WHAT YOU WILL DO: Lines of the data that contain the word "clicks" are the ones to copy.

================

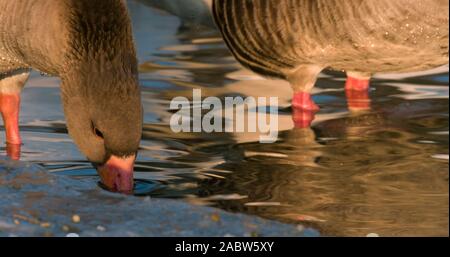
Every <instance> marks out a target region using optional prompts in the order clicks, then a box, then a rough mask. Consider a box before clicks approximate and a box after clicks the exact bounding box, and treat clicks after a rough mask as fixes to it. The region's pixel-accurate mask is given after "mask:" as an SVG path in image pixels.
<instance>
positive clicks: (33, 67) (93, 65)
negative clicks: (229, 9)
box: [0, 0, 143, 193]
mask: <svg viewBox="0 0 450 257" xmlns="http://www.w3.org/2000/svg"><path fill="white" fill-rule="evenodd" d="M30 69H36V70H38V71H40V72H43V73H47V74H51V75H55V76H59V77H60V78H61V86H60V87H61V96H62V102H63V107H64V114H65V117H66V122H67V128H68V131H69V134H70V136H71V137H72V138H73V140H74V141H75V143H76V145H77V146H78V147H79V149H80V150H81V152H82V153H84V155H85V156H86V157H87V158H88V159H89V161H90V162H92V163H93V165H94V166H95V167H97V171H98V173H99V175H100V177H101V181H102V182H103V184H104V185H105V186H107V187H108V188H109V189H111V190H116V191H120V192H124V193H127V192H130V191H132V190H133V166H134V161H135V158H136V154H137V150H138V147H139V143H140V139H141V134H142V118H143V115H142V105H141V98H140V88H139V84H138V83H139V82H138V72H137V59H136V53H135V48H134V42H133V38H132V30H131V22H130V18H129V16H128V12H127V9H126V5H125V1H123V0H33V1H30V0H14V1H11V0H0V74H1V75H0V111H1V113H2V116H3V120H4V124H5V130H6V141H7V143H8V144H9V145H16V146H17V145H20V144H21V143H22V140H21V137H20V134H19V126H18V118H19V107H20V92H21V89H22V87H23V86H24V84H25V82H26V80H27V78H28V76H29V72H30Z"/></svg>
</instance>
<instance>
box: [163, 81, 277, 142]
mask: <svg viewBox="0 0 450 257" xmlns="http://www.w3.org/2000/svg"><path fill="white" fill-rule="evenodd" d="M170 110H172V111H173V110H175V111H177V112H176V113H174V114H173V115H172V117H171V119H170V128H171V129H172V131H173V132H175V133H180V132H194V133H200V132H203V133H221V132H225V133H260V134H261V135H260V136H259V141H260V142H261V143H274V142H275V141H277V139H278V98H277V97H257V98H255V97H246V98H245V99H244V98H243V97H240V96H236V97H225V98H224V101H222V100H221V99H220V98H218V97H207V98H205V99H202V92H201V90H200V89H194V90H193V92H192V102H191V101H190V100H189V99H188V98H186V97H181V96H180V97H176V98H174V99H173V100H172V101H171V102H170Z"/></svg>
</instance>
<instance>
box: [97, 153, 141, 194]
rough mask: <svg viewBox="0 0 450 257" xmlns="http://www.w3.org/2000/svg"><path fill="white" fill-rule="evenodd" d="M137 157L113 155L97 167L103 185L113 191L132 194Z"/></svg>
mask: <svg viewBox="0 0 450 257" xmlns="http://www.w3.org/2000/svg"><path fill="white" fill-rule="evenodd" d="M135 159H136V156H135V155H133V156H130V157H126V158H121V157H117V156H114V155H112V156H111V158H109V160H108V161H107V162H106V163H105V164H104V165H102V166H99V167H97V171H98V174H99V175H100V178H101V181H102V183H103V185H105V186H106V187H107V188H108V189H109V190H111V191H115V192H120V193H125V194H131V193H132V192H133V188H134V180H133V169H134V161H135Z"/></svg>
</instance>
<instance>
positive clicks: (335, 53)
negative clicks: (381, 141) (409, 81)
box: [212, 0, 449, 123]
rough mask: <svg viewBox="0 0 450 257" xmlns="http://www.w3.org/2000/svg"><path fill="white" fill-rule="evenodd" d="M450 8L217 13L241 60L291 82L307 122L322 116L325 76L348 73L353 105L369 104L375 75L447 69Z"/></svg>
mask: <svg viewBox="0 0 450 257" xmlns="http://www.w3.org/2000/svg"><path fill="white" fill-rule="evenodd" d="M448 8H449V2H448V1H447V0H396V1H391V0H342V1H333V0H316V1H311V0H277V1H267V0H214V1H213V9H212V10H213V16H214V19H215V21H216V23H217V25H218V27H219V29H220V31H221V33H222V35H223V37H224V39H225V42H226V43H227V45H228V47H229V49H230V50H231V52H232V53H233V55H234V56H235V57H236V59H237V60H238V61H239V62H240V63H241V64H243V65H244V66H245V67H247V68H249V69H251V70H252V71H254V72H256V73H259V74H262V75H265V76H267V77H275V78H281V79H285V80H287V81H289V82H290V84H291V86H292V88H293V90H294V96H293V99H292V106H293V107H294V108H293V109H294V113H295V110H297V111H298V110H300V112H301V113H302V114H301V115H300V120H302V119H304V120H309V119H311V117H313V113H314V112H315V111H317V110H318V109H319V108H318V106H317V105H316V104H315V103H314V102H313V100H312V98H311V90H312V88H313V87H314V84H315V82H316V79H317V75H318V74H319V73H320V72H321V71H322V70H323V69H326V68H329V69H333V70H339V71H346V73H347V77H348V78H347V82H346V91H347V97H348V98H350V99H349V101H352V100H355V99H356V100H357V99H358V98H364V97H367V92H368V88H369V79H370V78H371V75H372V74H374V73H394V72H395V73H402V72H411V71H419V70H427V69H431V68H435V67H438V66H441V65H444V64H446V63H448V19H449V11H448ZM359 104H361V103H359ZM353 107H355V108H365V107H367V106H365V104H364V103H362V105H358V101H355V103H354V104H353ZM294 115H295V114H294ZM294 119H295V117H294ZM306 123H308V121H307V122H306Z"/></svg>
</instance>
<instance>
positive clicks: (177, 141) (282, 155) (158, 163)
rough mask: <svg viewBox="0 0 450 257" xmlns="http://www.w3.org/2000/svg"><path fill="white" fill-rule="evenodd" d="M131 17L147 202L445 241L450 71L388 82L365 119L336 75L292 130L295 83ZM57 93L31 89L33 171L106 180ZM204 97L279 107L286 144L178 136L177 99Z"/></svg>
mask: <svg viewBox="0 0 450 257" xmlns="http://www.w3.org/2000/svg"><path fill="white" fill-rule="evenodd" d="M129 6H130V12H131V14H132V17H133V26H134V32H135V35H136V43H137V45H138V54H139V60H140V64H141V65H140V78H141V85H142V89H143V103H144V110H145V125H144V136H143V141H142V145H141V150H140V153H139V158H138V161H137V167H136V169H137V172H136V178H137V179H138V180H137V188H136V195H137V196H138V197H139V196H148V195H149V196H152V197H157V198H176V199H182V200H183V201H186V202H188V203H191V204H199V205H208V206H212V207H217V208H220V209H224V210H226V211H230V212H238V213H247V214H251V215H256V216H260V217H264V218H268V219H272V220H278V221H282V222H285V223H293V224H303V225H307V226H311V227H314V228H316V229H318V230H319V231H320V232H321V233H322V234H323V235H332V236H365V235H367V234H369V233H377V234H379V235H382V236H415V235H420V236H448V234H449V232H448V208H449V206H448V200H449V198H448V185H449V184H448V156H449V154H448V131H449V126H448V120H449V119H448V102H449V101H448V95H449V92H448V84H449V80H448V68H446V67H444V68H441V69H438V70H437V71H432V72H430V73H424V74H408V75H405V76H396V75H395V76H391V75H389V76H378V77H377V78H375V79H374V80H373V82H372V89H371V92H370V97H371V99H372V102H371V110H370V111H367V112H349V111H348V109H347V102H346V99H345V92H344V89H343V87H344V79H345V78H344V74H343V73H339V72H325V73H324V74H323V75H321V78H320V79H319V81H318V83H317V86H316V90H315V95H314V98H315V100H316V102H317V103H318V104H319V105H320V106H321V108H322V109H321V111H320V112H319V113H318V115H317V116H316V120H315V122H314V123H313V125H312V126H311V128H295V126H294V123H293V122H292V119H291V112H292V111H291V109H290V107H289V106H290V97H291V94H292V92H291V90H290V87H289V85H288V84H287V83H286V82H284V81H277V80H266V79H262V78H260V77H258V76H256V75H254V74H252V73H250V72H248V71H246V70H244V69H242V68H241V66H240V65H239V64H237V63H236V61H235V60H234V59H233V58H232V56H231V55H230V53H229V52H228V51H227V49H226V47H225V45H224V43H223V42H222V40H221V39H220V38H219V35H218V34H217V32H216V31H214V30H211V29H208V28H204V29H201V28H195V29H192V30H189V29H180V21H179V20H178V19H177V18H176V17H173V16H170V15H168V14H165V13H163V12H161V11H158V10H155V9H151V8H149V7H146V6H144V5H141V4H138V3H135V2H134V1H130V2H129ZM58 83H59V81H58V79H56V78H48V77H42V76H40V75H39V74H34V75H33V76H32V78H31V79H30V81H29V83H28V84H27V87H26V88H25V89H24V92H23V98H24V101H23V106H22V114H21V130H22V131H23V139H24V142H25V145H24V146H23V148H22V160H24V161H29V162H33V163H37V164H40V165H41V166H43V167H45V168H46V169H47V170H48V171H50V172H53V173H55V174H60V175H61V176H72V177H75V178H78V179H80V180H88V179H89V180H90V179H92V177H94V176H96V172H95V170H94V169H93V168H92V167H91V165H90V164H89V163H88V162H87V161H86V160H85V158H84V157H83V156H82V155H81V154H80V153H79V152H78V150H77V148H76V147H75V146H74V144H73V143H72V141H71V140H70V138H69V137H68V134H67V131H66V129H65V125H64V124H65V123H64V116H63V113H62V109H61V105H60V98H59V87H58ZM193 88H200V89H202V93H203V94H204V96H218V97H221V98H224V97H226V96H237V95H239V96H244V97H245V96H278V97H279V99H280V100H279V111H280V116H279V135H280V136H279V140H278V141H277V142H276V143H274V144H260V143H259V142H258V140H259V134H257V133H235V134H233V133H213V134H207V133H174V132H172V131H171V129H170V126H169V120H170V117H171V115H172V114H173V112H172V111H170V110H169V102H170V101H171V100H172V99H173V98H174V97H176V96H186V97H190V96H191V95H192V89H193ZM1 154H2V155H5V148H4V147H2V148H1ZM96 186H97V185H95V184H93V185H92V187H96ZM130 211H133V212H139V211H138V210H136V209H133V210H130ZM134 215H139V213H134Z"/></svg>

================

SOLUTION TO THE PROBLEM:
Every <instance> marks out a target region using optional prompts in the order clicks, then a box, then a rough mask. Consider a box before clicks approximate and a box after clicks the exact bounding box, and treat clicks after a rough mask as fixes to it. The region's pixel-accurate mask is given after "mask:" as an SVG path in image pixels.
positive clicks: (33, 67) (93, 65)
negative clicks: (229, 9)
positive clicks: (335, 53)
negative clicks: (381, 141) (409, 81)
positive clicks: (177, 141) (282, 155) (158, 163)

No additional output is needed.